**Exercise details**
The lines below may contain the word "where". Please count those that do and give the number alone.

**Supplied information**
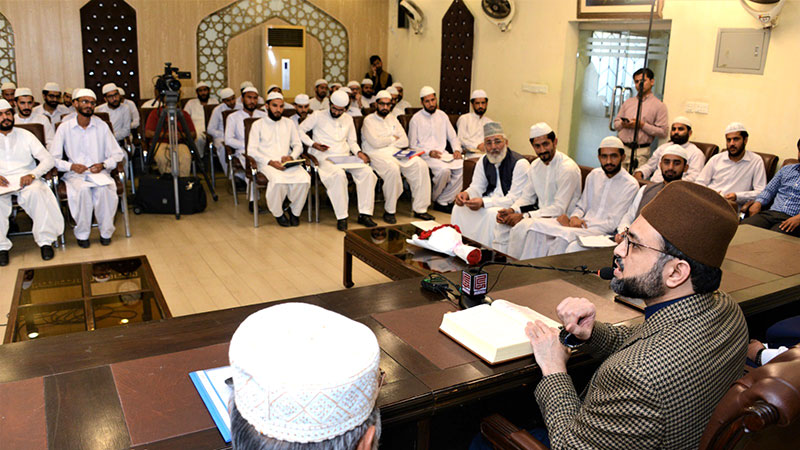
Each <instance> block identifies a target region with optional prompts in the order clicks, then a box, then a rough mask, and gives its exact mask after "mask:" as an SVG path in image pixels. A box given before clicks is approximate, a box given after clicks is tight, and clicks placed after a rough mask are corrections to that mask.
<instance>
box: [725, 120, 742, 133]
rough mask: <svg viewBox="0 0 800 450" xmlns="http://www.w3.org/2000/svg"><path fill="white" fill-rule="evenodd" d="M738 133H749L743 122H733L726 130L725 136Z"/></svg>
mask: <svg viewBox="0 0 800 450" xmlns="http://www.w3.org/2000/svg"><path fill="white" fill-rule="evenodd" d="M737 131H744V132H745V133H747V128H746V127H745V126H744V124H743V123H741V122H731V124H730V125H728V127H727V128H725V134H728V133H736V132H737Z"/></svg>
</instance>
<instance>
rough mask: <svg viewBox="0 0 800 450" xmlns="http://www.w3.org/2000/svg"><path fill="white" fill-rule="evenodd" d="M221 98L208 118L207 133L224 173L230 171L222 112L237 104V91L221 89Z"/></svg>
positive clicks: (225, 89) (222, 112) (206, 127)
mask: <svg viewBox="0 0 800 450" xmlns="http://www.w3.org/2000/svg"><path fill="white" fill-rule="evenodd" d="M219 98H220V99H222V103H220V104H219V105H218V106H217V107H216V108H214V110H213V111H211V117H210V118H209V119H208V126H207V127H206V134H207V135H208V136H209V137H210V138H211V140H212V143H213V144H214V148H215V149H216V150H217V159H218V160H219V165H220V167H222V171H223V172H224V173H228V159H227V157H226V154H225V124H224V123H223V122H222V113H224V112H225V111H230V110H232V109H233V107H234V106H236V93H235V92H233V89H231V88H223V89H221V90H220V91H219Z"/></svg>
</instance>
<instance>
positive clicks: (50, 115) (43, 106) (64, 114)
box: [33, 81, 69, 126]
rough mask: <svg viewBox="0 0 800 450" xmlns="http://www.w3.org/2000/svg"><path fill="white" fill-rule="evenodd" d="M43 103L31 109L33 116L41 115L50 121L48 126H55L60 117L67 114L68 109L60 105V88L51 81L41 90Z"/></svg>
mask: <svg viewBox="0 0 800 450" xmlns="http://www.w3.org/2000/svg"><path fill="white" fill-rule="evenodd" d="M42 98H44V103H42V104H41V105H39V106H36V107H35V108H33V114H41V115H44V116H47V118H48V119H50V124H51V125H53V126H55V125H56V124H57V123H59V122H61V117H62V116H65V115H67V114H69V109H67V107H66V106H64V105H62V104H61V87H59V85H58V83H53V82H52V81H51V82H49V83H47V84H45V85H44V88H42Z"/></svg>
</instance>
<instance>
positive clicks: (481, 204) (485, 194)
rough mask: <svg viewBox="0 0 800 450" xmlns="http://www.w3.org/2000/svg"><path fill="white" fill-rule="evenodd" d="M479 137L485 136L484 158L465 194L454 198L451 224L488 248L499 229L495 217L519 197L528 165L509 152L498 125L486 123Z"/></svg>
mask: <svg viewBox="0 0 800 450" xmlns="http://www.w3.org/2000/svg"><path fill="white" fill-rule="evenodd" d="M481 134H482V135H484V136H485V137H484V145H483V146H482V147H484V148H485V150H486V154H484V155H483V156H481V157H480V158H479V159H478V162H477V163H476V164H475V172H474V173H473V175H472V182H471V183H470V185H469V187H468V188H467V190H465V191H462V192H461V193H459V194H458V195H456V199H455V206H454V207H453V215H452V217H451V219H450V221H451V223H453V224H455V225H458V227H459V228H460V229H461V234H463V235H464V236H466V237H468V238H470V239H472V240H473V241H476V242H479V243H481V244H482V245H485V246H487V247H491V246H492V245H493V244H494V240H495V234H496V233H495V230H496V229H497V228H499V227H500V226H501V225H500V224H499V223H498V222H497V214H498V212H499V211H500V210H501V209H503V208H508V207H510V206H511V205H513V204H514V202H515V201H516V200H517V199H519V198H520V197H521V196H522V192H523V190H524V189H525V186H526V185H527V183H528V170H529V169H530V164H529V163H528V160H527V159H525V158H524V157H523V156H522V155H520V154H519V153H517V152H514V151H513V150H511V149H509V148H508V138H507V137H506V134H505V132H504V131H503V127H502V126H501V125H500V124H499V123H496V122H489V123H487V124H486V125H484V127H483V131H482V132H481Z"/></svg>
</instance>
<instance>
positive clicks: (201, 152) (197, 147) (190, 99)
mask: <svg viewBox="0 0 800 450" xmlns="http://www.w3.org/2000/svg"><path fill="white" fill-rule="evenodd" d="M194 91H195V93H197V97H196V98H193V99H190V100H189V101H188V102H186V104H185V105H184V106H183V110H184V111H186V112H188V113H189V115H190V116H191V117H192V122H193V123H194V130H195V132H196V133H197V140H195V142H194V145H195V148H196V149H197V151H198V152H199V153H200V157H201V158H202V157H203V152H205V148H206V111H205V106H206V105H216V104H219V101H217V99H216V98H213V97H212V96H211V88H210V87H208V83H206V82H205V81H201V82H199V83H197V85H196V86H195V88H194Z"/></svg>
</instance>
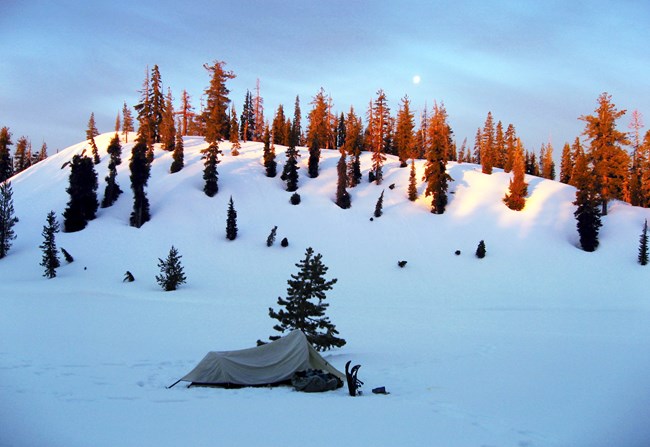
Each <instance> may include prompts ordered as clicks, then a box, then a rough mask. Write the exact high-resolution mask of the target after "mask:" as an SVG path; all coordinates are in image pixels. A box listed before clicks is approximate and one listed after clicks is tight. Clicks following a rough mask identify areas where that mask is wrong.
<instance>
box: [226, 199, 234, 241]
mask: <svg viewBox="0 0 650 447" xmlns="http://www.w3.org/2000/svg"><path fill="white" fill-rule="evenodd" d="M226 239H228V240H229V241H234V240H235V239H237V211H235V204H234V203H233V201H232V196H230V202H228V215H227V217H226Z"/></svg>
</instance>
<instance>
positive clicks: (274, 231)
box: [266, 225, 278, 247]
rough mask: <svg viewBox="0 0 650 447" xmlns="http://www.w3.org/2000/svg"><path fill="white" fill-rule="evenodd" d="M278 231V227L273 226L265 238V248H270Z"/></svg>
mask: <svg viewBox="0 0 650 447" xmlns="http://www.w3.org/2000/svg"><path fill="white" fill-rule="evenodd" d="M277 231H278V226H277V225H275V226H274V227H273V228H271V232H270V233H269V236H268V237H267V238H266V246H267V247H271V246H273V244H274V243H275V234H276V233H277Z"/></svg>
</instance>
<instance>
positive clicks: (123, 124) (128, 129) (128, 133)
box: [122, 102, 134, 143]
mask: <svg viewBox="0 0 650 447" xmlns="http://www.w3.org/2000/svg"><path fill="white" fill-rule="evenodd" d="M133 130H134V128H133V114H132V113H131V109H129V107H128V106H127V105H126V102H124V106H123V107H122V136H123V137H124V142H125V143H128V142H129V132H133Z"/></svg>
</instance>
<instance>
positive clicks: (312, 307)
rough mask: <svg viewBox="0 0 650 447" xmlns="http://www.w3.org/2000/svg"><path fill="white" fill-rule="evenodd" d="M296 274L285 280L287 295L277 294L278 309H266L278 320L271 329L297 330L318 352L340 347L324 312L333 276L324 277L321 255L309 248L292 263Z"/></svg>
mask: <svg viewBox="0 0 650 447" xmlns="http://www.w3.org/2000/svg"><path fill="white" fill-rule="evenodd" d="M296 267H298V273H297V274H292V275H291V279H289V280H288V281H287V283H288V285H289V287H288V288H287V297H286V298H281V297H278V305H279V306H280V309H278V310H277V311H275V310H273V309H272V308H269V316H270V317H271V318H272V319H275V320H278V324H276V325H275V326H273V329H275V330H276V331H278V332H280V333H282V334H283V333H285V332H291V331H292V330H294V329H299V330H301V331H302V332H303V333H304V334H305V335H306V336H307V340H308V341H309V343H311V344H312V345H313V346H314V348H316V349H317V350H318V351H323V350H327V349H330V348H332V347H341V346H343V345H345V340H344V339H342V338H339V337H337V335H338V333H339V332H338V331H337V330H336V326H335V325H334V324H332V322H330V320H329V317H327V316H326V315H325V311H326V310H327V308H328V307H329V303H326V302H325V299H326V294H325V292H327V291H329V290H331V289H332V286H333V285H334V284H335V283H336V281H337V279H336V278H334V279H331V280H326V279H325V274H326V273H327V270H328V268H327V267H326V266H325V264H323V261H322V255H321V254H320V253H319V254H317V255H314V250H313V249H312V248H311V247H309V248H307V251H306V252H305V259H303V260H302V261H300V262H299V263H298V264H296ZM280 337H281V335H272V336H270V337H269V339H270V340H277V339H278V338H280Z"/></svg>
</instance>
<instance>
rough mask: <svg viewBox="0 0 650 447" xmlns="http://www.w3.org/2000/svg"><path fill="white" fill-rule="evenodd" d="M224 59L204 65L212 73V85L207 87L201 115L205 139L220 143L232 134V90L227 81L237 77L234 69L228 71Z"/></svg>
mask: <svg viewBox="0 0 650 447" xmlns="http://www.w3.org/2000/svg"><path fill="white" fill-rule="evenodd" d="M225 65H226V63H225V62H223V61H214V62H213V63H212V65H208V64H205V65H203V67H204V68H205V69H206V70H207V71H208V72H209V73H210V75H211V79H210V85H209V86H208V87H207V88H206V89H205V95H206V106H205V110H204V111H203V113H202V115H201V120H202V121H203V124H204V126H205V141H207V142H208V143H211V144H213V143H218V142H219V141H220V140H225V139H226V138H227V137H229V136H230V132H229V128H230V117H229V116H228V104H230V99H229V98H228V94H229V93H230V90H228V87H226V82H227V81H228V80H230V79H234V78H235V74H234V73H233V72H232V71H226V70H225V68H224V66H225Z"/></svg>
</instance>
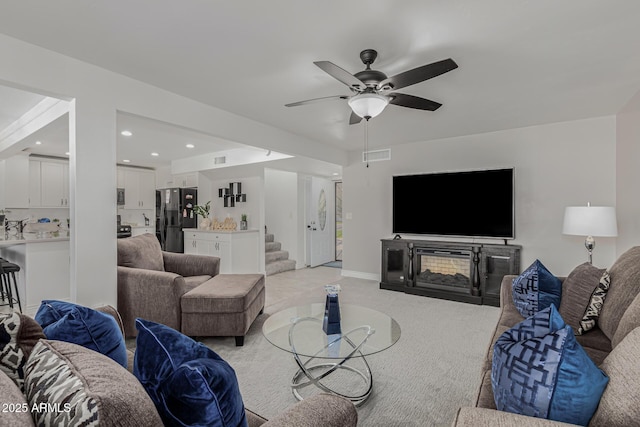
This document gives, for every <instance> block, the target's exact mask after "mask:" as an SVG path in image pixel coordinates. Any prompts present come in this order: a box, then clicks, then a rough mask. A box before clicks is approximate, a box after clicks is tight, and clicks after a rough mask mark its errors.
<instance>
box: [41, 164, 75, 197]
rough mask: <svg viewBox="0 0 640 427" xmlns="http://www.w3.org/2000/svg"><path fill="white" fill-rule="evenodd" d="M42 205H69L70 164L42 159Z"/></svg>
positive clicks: (41, 165) (41, 178)
mask: <svg viewBox="0 0 640 427" xmlns="http://www.w3.org/2000/svg"><path fill="white" fill-rule="evenodd" d="M40 206H42V207H68V206H69V164H68V163H62V162H54V161H40Z"/></svg>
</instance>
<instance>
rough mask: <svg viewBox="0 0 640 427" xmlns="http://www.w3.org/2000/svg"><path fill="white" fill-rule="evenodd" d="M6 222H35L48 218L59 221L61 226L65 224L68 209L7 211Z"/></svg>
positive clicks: (49, 208)
mask: <svg viewBox="0 0 640 427" xmlns="http://www.w3.org/2000/svg"><path fill="white" fill-rule="evenodd" d="M6 215H7V219H8V220H20V219H29V220H31V221H37V220H38V219H40V218H49V220H51V221H53V220H54V219H59V220H60V223H61V224H66V223H67V218H69V209H64V208H37V209H8V212H7V213H6Z"/></svg>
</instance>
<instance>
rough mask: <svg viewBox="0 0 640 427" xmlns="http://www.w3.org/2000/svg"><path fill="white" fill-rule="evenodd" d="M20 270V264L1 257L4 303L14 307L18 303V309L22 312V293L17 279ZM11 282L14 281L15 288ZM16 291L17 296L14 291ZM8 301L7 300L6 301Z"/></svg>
mask: <svg viewBox="0 0 640 427" xmlns="http://www.w3.org/2000/svg"><path fill="white" fill-rule="evenodd" d="M19 271H20V266H19V265H18V264H14V263H12V262H9V261H7V260H5V259H4V258H0V295H1V296H2V302H3V303H2V304H0V306H3V305H8V306H9V307H11V308H12V309H13V305H14V304H15V303H17V304H18V309H19V310H20V313H22V303H21V302H20V293H19V292H18V281H17V280H16V273H17V272H19ZM11 282H13V290H12V289H11ZM14 291H15V296H14V295H13V292H14ZM5 301H6V302H5Z"/></svg>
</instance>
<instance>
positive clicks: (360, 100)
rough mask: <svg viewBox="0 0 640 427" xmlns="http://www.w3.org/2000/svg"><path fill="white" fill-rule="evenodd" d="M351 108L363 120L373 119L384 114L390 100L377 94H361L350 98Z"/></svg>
mask: <svg viewBox="0 0 640 427" xmlns="http://www.w3.org/2000/svg"><path fill="white" fill-rule="evenodd" d="M348 103H349V107H351V109H352V110H353V112H354V113H356V114H357V115H358V116H360V117H362V118H367V117H368V118H372V117H375V116H377V115H378V114H380V113H382V110H384V108H385V107H386V106H387V104H389V98H388V97H386V96H383V95H378V94H377V93H361V94H358V95H355V96H352V97H351V98H349V101H348Z"/></svg>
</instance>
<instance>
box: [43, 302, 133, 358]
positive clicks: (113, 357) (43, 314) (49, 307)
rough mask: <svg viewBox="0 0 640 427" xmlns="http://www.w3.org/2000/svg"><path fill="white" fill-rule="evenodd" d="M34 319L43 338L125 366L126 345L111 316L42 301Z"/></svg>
mask: <svg viewBox="0 0 640 427" xmlns="http://www.w3.org/2000/svg"><path fill="white" fill-rule="evenodd" d="M35 319H36V322H38V323H40V325H41V326H42V330H43V332H44V334H45V336H46V337H47V339H50V340H58V341H66V342H70V343H73V344H78V345H81V346H83V347H85V348H88V349H90V350H94V351H97V352H99V353H102V354H104V355H105V356H108V357H110V358H111V359H113V360H115V361H116V362H117V363H119V364H120V365H122V366H123V367H125V368H126V367H127V345H126V344H125V341H124V337H123V336H122V331H121V330H120V327H119V326H118V323H117V322H116V319H114V318H113V316H110V315H108V314H106V313H102V312H100V311H96V310H93V309H91V308H89V307H84V306H81V305H78V304H73V303H70V302H66V301H55V300H44V301H42V303H41V304H40V308H39V309H38V312H37V313H36V316H35Z"/></svg>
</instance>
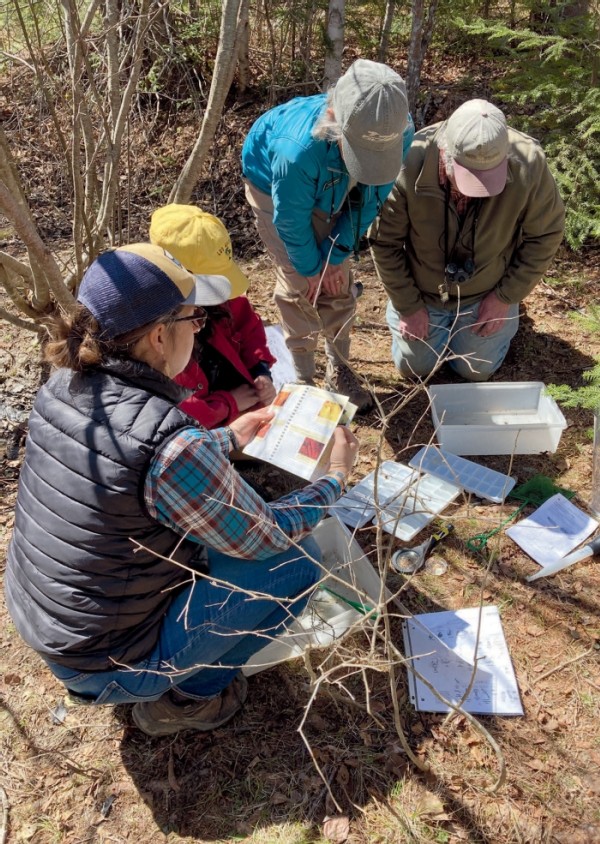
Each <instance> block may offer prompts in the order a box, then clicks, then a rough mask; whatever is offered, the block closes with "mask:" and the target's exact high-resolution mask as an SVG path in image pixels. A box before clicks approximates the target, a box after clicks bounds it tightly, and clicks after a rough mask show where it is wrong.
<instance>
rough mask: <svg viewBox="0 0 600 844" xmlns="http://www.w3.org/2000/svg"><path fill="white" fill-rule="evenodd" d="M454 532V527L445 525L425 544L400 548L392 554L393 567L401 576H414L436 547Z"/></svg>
mask: <svg viewBox="0 0 600 844" xmlns="http://www.w3.org/2000/svg"><path fill="white" fill-rule="evenodd" d="M453 530H454V525H451V524H447V525H444V527H443V528H441V529H440V530H439V531H437V533H434V534H433V535H432V536H430V537H429V539H426V540H425V542H422V543H421V544H420V545H415V547H414V548H400V550H399V551H396V552H395V553H394V554H392V559H391V566H392V568H393V569H394V571H397V572H398V573H399V574H414V573H415V572H417V571H419V569H420V568H421V567H422V566H423V564H424V563H425V560H426V559H427V557H428V556H429V554H430V553H431V552H432V551H433V549H434V548H435V547H436V545H439V543H440V542H441V541H442V540H443V539H445V538H446V537H447V536H449V535H450V534H451V533H452V532H453Z"/></svg>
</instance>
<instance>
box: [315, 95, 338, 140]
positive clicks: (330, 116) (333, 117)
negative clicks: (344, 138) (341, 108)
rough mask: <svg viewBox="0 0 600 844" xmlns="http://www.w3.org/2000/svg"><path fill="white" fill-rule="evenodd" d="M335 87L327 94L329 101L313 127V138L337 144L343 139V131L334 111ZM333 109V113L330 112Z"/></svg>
mask: <svg viewBox="0 0 600 844" xmlns="http://www.w3.org/2000/svg"><path fill="white" fill-rule="evenodd" d="M334 87H335V85H333V86H332V87H331V88H330V89H329V91H328V92H327V101H326V103H325V107H324V108H323V110H322V112H321V114H320V115H319V118H318V120H317V122H316V123H315V125H314V126H313V130H312V136H313V138H314V139H315V140H317V141H332V142H333V143H337V141H339V140H340V139H341V137H342V130H341V127H340V125H339V123H338V122H337V120H336V118H335V115H332V114H331V112H332V111H333V89H334ZM330 109H331V112H330Z"/></svg>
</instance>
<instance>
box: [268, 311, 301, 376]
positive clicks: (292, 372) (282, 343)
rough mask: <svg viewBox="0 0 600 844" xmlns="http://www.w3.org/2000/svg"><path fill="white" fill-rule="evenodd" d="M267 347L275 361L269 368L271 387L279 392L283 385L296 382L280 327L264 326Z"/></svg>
mask: <svg viewBox="0 0 600 844" xmlns="http://www.w3.org/2000/svg"><path fill="white" fill-rule="evenodd" d="M265 333H266V335H267V345H268V346H269V350H270V352H271V354H272V355H273V357H276V358H277V360H276V361H275V363H274V364H273V366H272V367H271V378H272V379H273V386H274V387H275V389H276V390H277V392H279V390H281V388H282V387H283V385H284V384H286V383H288V381H289V382H290V383H293V382H294V381H295V380H296V370H295V369H294V361H293V358H292V355H291V353H290V350H289V349H288V347H287V346H286V345H285V340H284V337H283V329H282V327H281V326H280V325H267V326H265Z"/></svg>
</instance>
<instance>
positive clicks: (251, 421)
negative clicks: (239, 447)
mask: <svg viewBox="0 0 600 844" xmlns="http://www.w3.org/2000/svg"><path fill="white" fill-rule="evenodd" d="M274 416H275V413H274V412H273V411H272V410H271V408H270V407H261V408H260V409H259V410H251V411H250V412H249V413H244V415H243V416H239V417H238V418H237V419H234V420H233V422H231V423H230V425H229V427H230V428H231V430H232V431H233V433H234V434H235V438H236V440H237V441H238V445H239V447H240V448H243V447H244V446H245V445H248V443H249V442H250V440H251V439H252V437H253V436H254V435H255V434H256V432H257V431H258V429H259V428H260V426H261V425H264V424H265V422H269V421H270V420H271V419H272V418H273V417H274Z"/></svg>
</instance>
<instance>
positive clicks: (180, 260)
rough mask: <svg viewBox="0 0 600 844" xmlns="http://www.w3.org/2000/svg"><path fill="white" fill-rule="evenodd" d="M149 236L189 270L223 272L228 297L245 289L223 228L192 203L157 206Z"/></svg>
mask: <svg viewBox="0 0 600 844" xmlns="http://www.w3.org/2000/svg"><path fill="white" fill-rule="evenodd" d="M150 240H151V241H152V243H156V244H157V245H159V246H162V247H163V249H166V250H167V251H168V252H170V253H171V255H173V256H174V257H175V258H177V260H178V261H180V262H181V263H182V264H183V266H184V267H185V268H186V269H188V270H190V271H191V272H193V273H204V274H210V275H212V274H215V273H216V274H218V275H223V276H225V278H227V279H229V283H230V284H231V296H230V298H231V299H234V298H235V297H236V296H242V295H243V294H244V293H245V292H246V290H247V289H248V285H249V283H250V282H249V280H248V279H247V278H246V276H245V275H244V273H243V272H242V271H241V270H240V268H239V267H238V266H237V264H236V263H235V262H234V260H233V250H232V248H231V239H230V237H229V234H228V233H227V229H226V228H225V226H224V225H223V223H222V222H221V221H220V220H219V219H218V218H217V217H214V216H213V215H212V214H208V213H207V212H206V211H202V210H201V209H200V208H197V207H196V206H195V205H178V204H175V203H172V204H171V205H164V206H163V207H162V208H158V209H157V210H156V211H155V212H154V214H153V215H152V219H151V222H150Z"/></svg>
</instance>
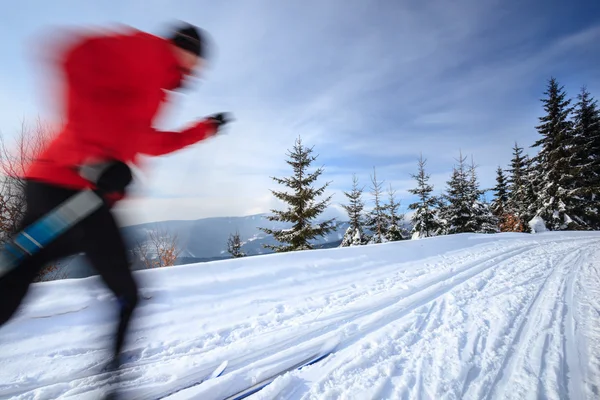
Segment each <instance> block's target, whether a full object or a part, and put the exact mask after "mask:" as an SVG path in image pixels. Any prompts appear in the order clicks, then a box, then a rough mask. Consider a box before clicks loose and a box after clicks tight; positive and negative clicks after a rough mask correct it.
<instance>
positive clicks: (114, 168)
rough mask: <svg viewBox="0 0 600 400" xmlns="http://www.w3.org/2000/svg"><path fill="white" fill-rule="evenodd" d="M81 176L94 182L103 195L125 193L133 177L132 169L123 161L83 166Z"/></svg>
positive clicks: (97, 188)
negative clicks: (114, 193)
mask: <svg viewBox="0 0 600 400" xmlns="http://www.w3.org/2000/svg"><path fill="white" fill-rule="evenodd" d="M79 174H80V175H81V176H82V177H84V178H85V179H87V180H88V181H90V182H92V183H93V184H94V185H95V186H96V189H97V190H98V191H99V192H100V193H101V194H103V195H104V194H109V193H125V189H126V188H127V186H128V185H129V184H130V183H131V181H132V179H133V176H132V174H131V168H129V166H128V165H127V164H125V163H124V162H122V161H116V160H111V161H105V162H98V163H91V164H86V165H82V166H81V167H80V168H79Z"/></svg>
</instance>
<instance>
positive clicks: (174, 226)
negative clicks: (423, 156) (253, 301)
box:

**Task answer**
2